→ **Instructions to follow**
Return, word for word, only the lines of the data below that lie between the line with "Target: beige wide-leg pants" and the line with "Exercise. Mark every instance of the window", those two lines included.

Natural language region descriptions:
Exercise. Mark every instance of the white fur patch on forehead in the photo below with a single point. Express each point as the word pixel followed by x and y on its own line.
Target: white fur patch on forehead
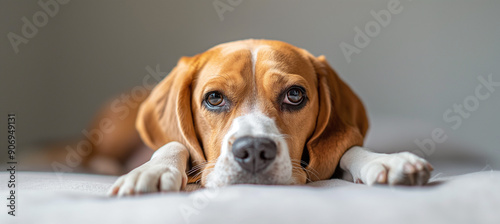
pixel 255 52
pixel 254 124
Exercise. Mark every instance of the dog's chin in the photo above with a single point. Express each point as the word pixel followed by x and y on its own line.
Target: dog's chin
pixel 240 176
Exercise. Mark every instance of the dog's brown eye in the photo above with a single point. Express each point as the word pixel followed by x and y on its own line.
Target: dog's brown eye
pixel 215 99
pixel 294 96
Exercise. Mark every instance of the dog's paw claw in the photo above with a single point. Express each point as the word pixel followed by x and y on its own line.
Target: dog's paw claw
pixel 397 169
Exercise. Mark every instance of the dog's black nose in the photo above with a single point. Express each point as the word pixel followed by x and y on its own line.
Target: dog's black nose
pixel 254 154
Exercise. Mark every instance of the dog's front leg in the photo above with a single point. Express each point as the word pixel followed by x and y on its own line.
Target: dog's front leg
pixel 403 168
pixel 165 171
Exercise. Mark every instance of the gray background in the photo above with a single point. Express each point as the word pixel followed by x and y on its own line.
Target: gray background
pixel 424 61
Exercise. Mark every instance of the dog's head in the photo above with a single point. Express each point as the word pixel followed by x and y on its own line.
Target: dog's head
pixel 255 111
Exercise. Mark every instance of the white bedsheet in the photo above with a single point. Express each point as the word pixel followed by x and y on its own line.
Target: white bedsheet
pixel 79 198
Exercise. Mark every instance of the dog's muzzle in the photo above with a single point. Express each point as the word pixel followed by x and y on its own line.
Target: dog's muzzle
pixel 254 154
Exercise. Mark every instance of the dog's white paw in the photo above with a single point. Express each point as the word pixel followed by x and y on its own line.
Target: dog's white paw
pixel 150 177
pixel 396 169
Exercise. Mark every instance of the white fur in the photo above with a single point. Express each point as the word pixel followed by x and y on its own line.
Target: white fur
pixel 228 171
pixel 166 171
pixel 364 166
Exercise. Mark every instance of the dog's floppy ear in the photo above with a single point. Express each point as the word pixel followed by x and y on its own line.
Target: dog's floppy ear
pixel 341 122
pixel 166 116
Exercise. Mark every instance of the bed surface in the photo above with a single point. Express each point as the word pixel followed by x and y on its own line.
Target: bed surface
pixel 80 198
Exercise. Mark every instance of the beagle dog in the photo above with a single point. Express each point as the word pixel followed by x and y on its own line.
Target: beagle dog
pixel 258 112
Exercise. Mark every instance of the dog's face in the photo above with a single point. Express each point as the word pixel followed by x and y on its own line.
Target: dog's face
pixel 250 111
pixel 254 107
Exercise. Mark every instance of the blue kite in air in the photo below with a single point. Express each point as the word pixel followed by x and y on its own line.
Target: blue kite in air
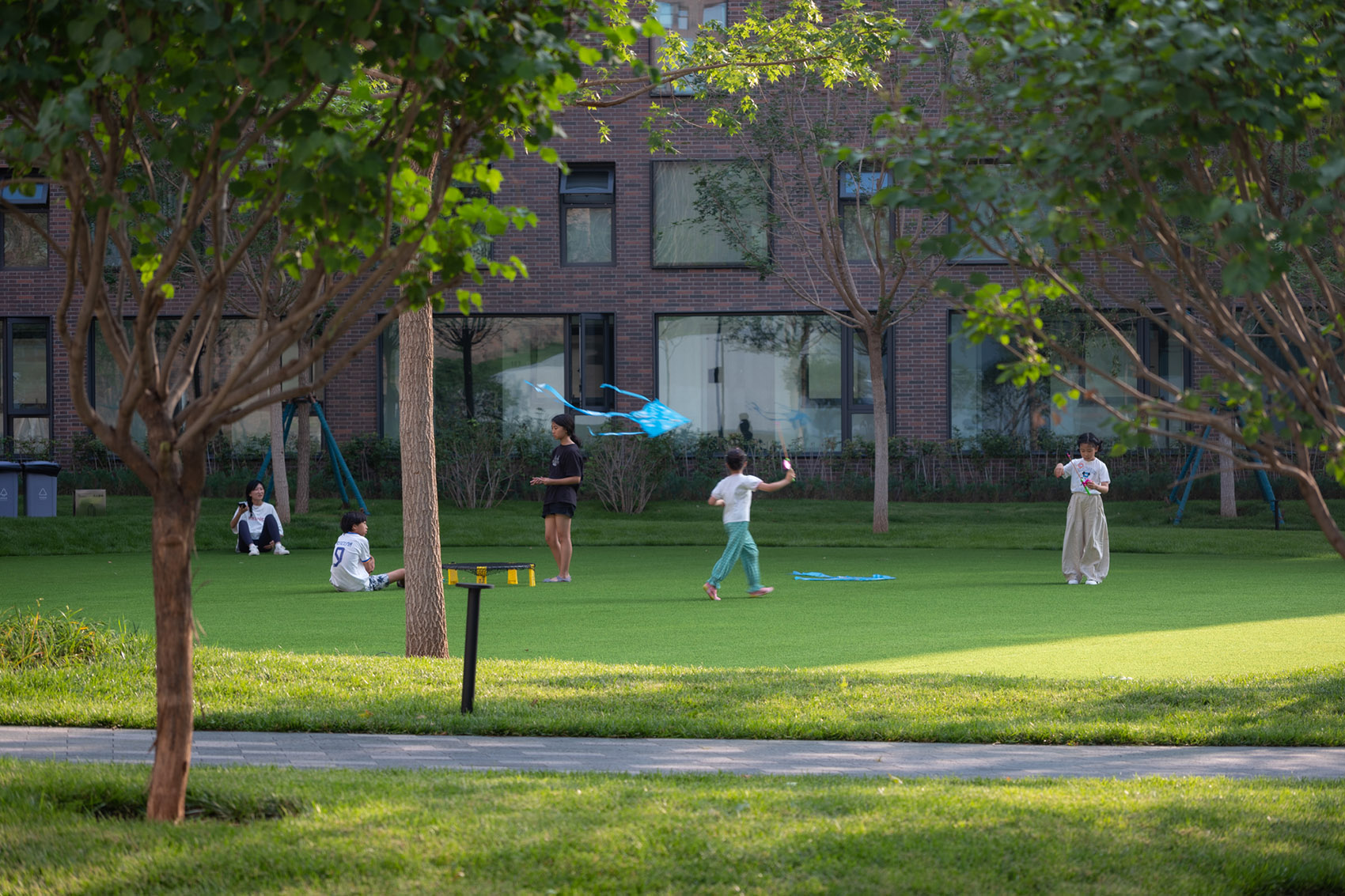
pixel 799 576
pixel 654 418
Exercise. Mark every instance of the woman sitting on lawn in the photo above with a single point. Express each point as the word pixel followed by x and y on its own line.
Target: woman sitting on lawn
pixel 257 524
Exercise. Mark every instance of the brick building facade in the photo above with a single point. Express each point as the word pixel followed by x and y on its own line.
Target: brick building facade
pixel 618 293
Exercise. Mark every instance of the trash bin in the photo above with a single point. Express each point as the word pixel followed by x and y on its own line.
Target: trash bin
pixel 9 487
pixel 40 487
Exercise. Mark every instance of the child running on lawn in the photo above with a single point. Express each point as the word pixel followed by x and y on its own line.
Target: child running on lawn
pixel 735 495
pixel 1087 554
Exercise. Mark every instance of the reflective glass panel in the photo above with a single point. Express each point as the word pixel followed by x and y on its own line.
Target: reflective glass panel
pixel 783 372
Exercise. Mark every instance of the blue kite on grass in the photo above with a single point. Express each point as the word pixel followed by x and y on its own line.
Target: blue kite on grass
pixel 799 576
pixel 654 418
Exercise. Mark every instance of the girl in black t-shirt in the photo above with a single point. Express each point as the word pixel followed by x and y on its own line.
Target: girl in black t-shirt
pixel 563 494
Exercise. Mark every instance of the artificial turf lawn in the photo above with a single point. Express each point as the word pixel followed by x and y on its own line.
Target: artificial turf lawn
pixel 1004 612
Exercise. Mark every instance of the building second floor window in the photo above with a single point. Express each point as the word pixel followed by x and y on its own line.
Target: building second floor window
pixel 588 207
pixel 26 360
pixel 684 19
pixel 708 214
pixel 21 244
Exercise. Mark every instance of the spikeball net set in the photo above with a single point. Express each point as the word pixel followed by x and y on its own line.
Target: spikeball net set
pixel 483 571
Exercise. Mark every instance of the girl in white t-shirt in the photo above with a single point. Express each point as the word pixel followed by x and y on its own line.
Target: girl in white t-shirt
pixel 1087 550
pixel 733 493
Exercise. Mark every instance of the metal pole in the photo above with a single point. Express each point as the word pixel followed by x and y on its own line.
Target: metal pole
pixel 474 617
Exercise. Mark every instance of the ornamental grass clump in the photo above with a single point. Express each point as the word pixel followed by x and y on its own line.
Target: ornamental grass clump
pixel 36 639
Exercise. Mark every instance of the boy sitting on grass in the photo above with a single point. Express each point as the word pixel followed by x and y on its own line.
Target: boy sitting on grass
pixel 353 564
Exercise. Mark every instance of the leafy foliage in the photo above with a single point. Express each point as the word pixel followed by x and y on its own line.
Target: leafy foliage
pixel 36 639
pixel 1183 163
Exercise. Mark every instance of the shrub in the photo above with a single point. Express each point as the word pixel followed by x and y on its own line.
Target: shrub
pixel 475 463
pixel 32 639
pixel 627 470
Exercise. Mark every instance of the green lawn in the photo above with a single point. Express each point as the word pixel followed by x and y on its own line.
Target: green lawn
pixel 514 833
pixel 947 610
pixel 1212 633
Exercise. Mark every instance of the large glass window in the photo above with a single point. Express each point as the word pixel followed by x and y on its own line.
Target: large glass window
pixel 1002 222
pixel 588 205
pixel 685 19
pixel 236 335
pixel 21 245
pixel 981 404
pixel 707 214
pixel 27 382
pixel 483 366
pixel 776 373
pixel 865 230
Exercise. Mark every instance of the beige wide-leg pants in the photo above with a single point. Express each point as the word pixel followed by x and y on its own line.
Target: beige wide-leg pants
pixel 1087 554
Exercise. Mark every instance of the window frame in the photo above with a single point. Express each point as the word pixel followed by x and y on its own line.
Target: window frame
pixel 847 408
pixel 699 265
pixel 568 322
pixel 974 255
pixel 13 410
pixel 578 198
pixel 19 203
pixel 1145 345
pixel 690 34
pixel 851 198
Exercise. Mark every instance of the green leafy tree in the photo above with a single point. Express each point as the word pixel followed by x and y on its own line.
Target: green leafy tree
pixel 267 115
pixel 1181 163
pixel 807 176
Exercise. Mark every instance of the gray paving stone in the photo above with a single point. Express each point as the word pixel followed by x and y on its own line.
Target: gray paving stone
pixel 645 755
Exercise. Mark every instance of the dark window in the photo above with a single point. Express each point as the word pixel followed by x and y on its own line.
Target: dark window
pixel 865 230
pixel 588 207
pixel 591 361
pixel 685 21
pixel 21 245
pixel 27 384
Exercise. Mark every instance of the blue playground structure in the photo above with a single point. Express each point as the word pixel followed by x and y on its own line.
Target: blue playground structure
pixel 1185 478
pixel 339 468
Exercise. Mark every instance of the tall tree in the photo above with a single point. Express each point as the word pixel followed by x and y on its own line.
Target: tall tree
pixel 864 267
pixel 246 103
pixel 1183 163
pixel 762 47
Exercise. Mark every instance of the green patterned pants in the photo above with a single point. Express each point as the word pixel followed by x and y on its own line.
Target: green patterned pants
pixel 740 545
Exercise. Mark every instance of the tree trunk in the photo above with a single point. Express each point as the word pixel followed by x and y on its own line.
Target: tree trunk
pixel 278 456
pixel 1321 513
pixel 172 531
pixel 1227 491
pixel 880 429
pixel 303 443
pixel 303 456
pixel 426 630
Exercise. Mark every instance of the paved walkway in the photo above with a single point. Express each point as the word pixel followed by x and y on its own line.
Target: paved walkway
pixel 303 750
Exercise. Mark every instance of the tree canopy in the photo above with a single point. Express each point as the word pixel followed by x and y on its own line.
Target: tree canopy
pixel 1181 163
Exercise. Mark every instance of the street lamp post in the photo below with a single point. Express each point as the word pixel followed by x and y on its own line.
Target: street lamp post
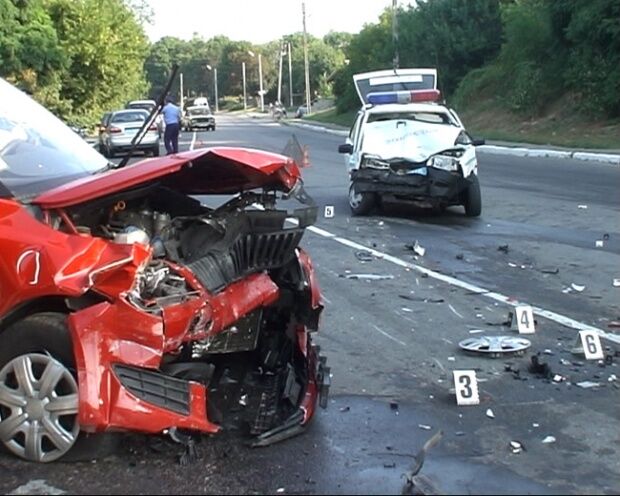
pixel 260 77
pixel 245 100
pixel 214 69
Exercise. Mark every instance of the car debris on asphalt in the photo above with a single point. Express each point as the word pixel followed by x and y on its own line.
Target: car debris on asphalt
pixel 516 447
pixel 421 299
pixel 588 384
pixel 539 368
pixel 554 270
pixel 417 248
pixel 364 256
pixel 420 457
pixel 369 277
pixel 495 346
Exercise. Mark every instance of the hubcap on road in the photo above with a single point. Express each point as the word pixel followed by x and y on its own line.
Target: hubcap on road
pixel 354 198
pixel 38 408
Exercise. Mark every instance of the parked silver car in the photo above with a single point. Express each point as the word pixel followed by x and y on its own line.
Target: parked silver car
pixel 119 128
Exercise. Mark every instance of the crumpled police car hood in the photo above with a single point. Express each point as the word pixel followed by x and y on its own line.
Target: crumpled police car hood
pixel 409 140
pixel 205 171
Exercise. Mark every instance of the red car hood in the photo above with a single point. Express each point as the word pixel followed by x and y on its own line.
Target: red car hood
pixel 204 171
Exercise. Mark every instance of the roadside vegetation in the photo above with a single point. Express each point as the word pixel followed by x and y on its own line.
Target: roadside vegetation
pixel 524 70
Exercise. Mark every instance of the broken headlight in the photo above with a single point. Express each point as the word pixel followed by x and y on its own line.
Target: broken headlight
pixel 443 162
pixel 374 162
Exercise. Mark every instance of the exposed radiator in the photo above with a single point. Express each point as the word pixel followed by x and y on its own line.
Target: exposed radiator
pixel 250 253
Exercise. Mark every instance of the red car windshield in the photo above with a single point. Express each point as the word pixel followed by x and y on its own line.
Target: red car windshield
pixel 37 150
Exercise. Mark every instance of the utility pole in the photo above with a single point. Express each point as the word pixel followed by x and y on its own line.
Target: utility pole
pixel 290 76
pixel 306 64
pixel 245 100
pixel 260 76
pixel 280 74
pixel 217 105
pixel 396 61
pixel 181 88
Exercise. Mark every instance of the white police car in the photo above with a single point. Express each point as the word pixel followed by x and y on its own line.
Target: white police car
pixel 405 146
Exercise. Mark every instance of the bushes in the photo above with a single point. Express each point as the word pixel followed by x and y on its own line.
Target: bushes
pixel 552 49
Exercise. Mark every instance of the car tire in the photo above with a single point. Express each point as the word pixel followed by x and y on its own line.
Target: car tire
pixel 361 203
pixel 473 198
pixel 40 342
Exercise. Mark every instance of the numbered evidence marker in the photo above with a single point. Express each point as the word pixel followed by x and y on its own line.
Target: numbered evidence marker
pixel 592 347
pixel 466 387
pixel 523 320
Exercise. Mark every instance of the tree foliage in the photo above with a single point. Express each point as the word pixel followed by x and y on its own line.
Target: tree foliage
pixel 553 49
pixel 78 57
pixel 455 36
pixel 194 56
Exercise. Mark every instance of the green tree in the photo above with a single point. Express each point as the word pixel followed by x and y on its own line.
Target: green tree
pixel 106 47
pixel 30 52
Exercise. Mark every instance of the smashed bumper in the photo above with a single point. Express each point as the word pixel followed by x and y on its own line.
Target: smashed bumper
pixel 428 183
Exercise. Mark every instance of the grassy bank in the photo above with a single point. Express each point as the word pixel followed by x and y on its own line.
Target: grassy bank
pixel 558 127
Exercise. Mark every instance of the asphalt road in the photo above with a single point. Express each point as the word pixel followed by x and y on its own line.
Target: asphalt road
pixel 393 344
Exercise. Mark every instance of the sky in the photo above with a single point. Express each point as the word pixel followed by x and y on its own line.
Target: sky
pixel 259 21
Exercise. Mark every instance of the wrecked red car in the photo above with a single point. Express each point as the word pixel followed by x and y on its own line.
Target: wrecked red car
pixel 129 303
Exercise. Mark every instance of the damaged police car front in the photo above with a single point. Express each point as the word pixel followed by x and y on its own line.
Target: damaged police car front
pixel 404 146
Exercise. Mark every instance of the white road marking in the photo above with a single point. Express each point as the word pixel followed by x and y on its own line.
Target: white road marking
pixel 390 336
pixel 547 314
pixel 454 311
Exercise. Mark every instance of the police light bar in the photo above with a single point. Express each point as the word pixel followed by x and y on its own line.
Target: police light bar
pixel 414 96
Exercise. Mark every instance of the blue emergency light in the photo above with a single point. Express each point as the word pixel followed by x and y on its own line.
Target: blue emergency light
pixel 414 96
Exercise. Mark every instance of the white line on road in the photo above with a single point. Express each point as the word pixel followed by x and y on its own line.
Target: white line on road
pixel 556 317
pixel 389 336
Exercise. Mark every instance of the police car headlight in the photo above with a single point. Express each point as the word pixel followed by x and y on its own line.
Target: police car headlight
pixel 374 162
pixel 444 163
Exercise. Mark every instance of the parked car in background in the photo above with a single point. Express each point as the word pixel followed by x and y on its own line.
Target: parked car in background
pixel 148 105
pixel 118 131
pixel 301 111
pixel 129 305
pixel 198 117
pixel 405 146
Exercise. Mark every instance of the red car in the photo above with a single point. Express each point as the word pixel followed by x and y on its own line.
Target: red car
pixel 128 304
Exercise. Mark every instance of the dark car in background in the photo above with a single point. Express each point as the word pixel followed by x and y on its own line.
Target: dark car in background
pixel 198 117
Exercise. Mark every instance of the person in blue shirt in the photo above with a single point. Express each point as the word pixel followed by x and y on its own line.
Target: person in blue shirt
pixel 172 120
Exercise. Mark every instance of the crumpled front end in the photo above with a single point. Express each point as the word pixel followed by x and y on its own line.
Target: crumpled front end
pixel 215 330
pixel 412 181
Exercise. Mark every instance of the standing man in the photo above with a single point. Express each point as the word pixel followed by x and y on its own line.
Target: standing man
pixel 172 120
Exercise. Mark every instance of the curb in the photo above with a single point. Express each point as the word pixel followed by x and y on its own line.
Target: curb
pixel 608 158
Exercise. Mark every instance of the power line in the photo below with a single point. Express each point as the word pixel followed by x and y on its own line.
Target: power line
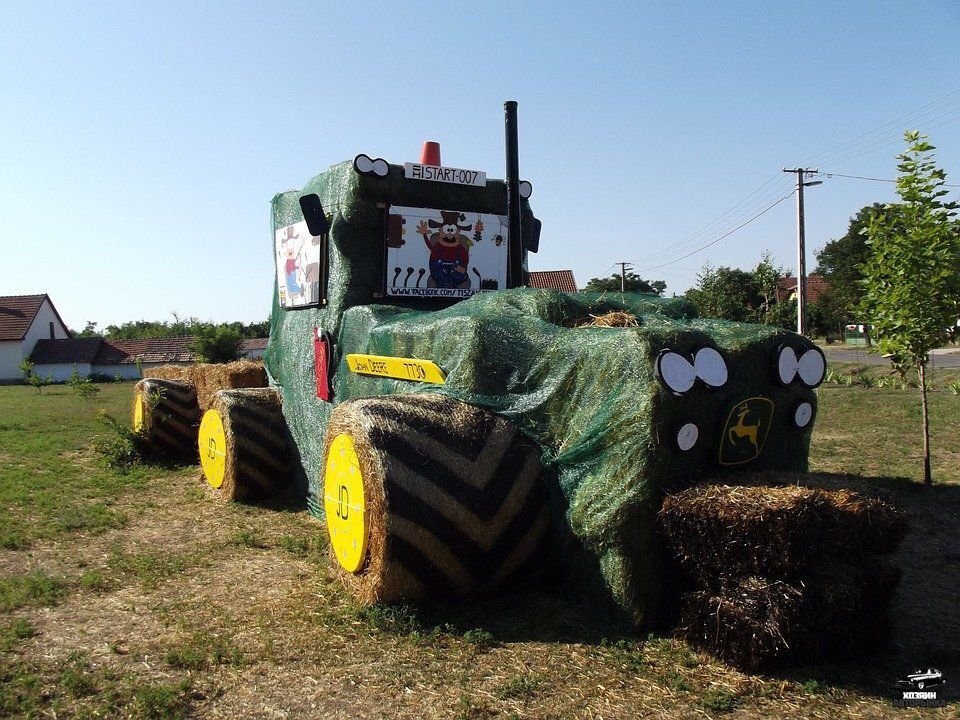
pixel 886 127
pixel 830 174
pixel 725 235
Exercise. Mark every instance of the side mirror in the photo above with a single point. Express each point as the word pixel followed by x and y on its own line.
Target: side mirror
pixel 313 214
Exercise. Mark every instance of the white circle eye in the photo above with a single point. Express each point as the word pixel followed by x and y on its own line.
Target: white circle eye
pixel 811 367
pixel 710 367
pixel 787 365
pixel 803 414
pixel 676 372
pixel 687 436
pixel 363 164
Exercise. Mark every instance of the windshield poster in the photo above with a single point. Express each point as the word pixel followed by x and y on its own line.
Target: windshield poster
pixel 297 254
pixel 445 253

→ **Solution to the exercise**
Target: beige wide-leg pants
pixel 1087 554
Exercise. Mark every instance of the window frame in the photo above with a single point. Express each point as the word pixel followed by x and y on its own line.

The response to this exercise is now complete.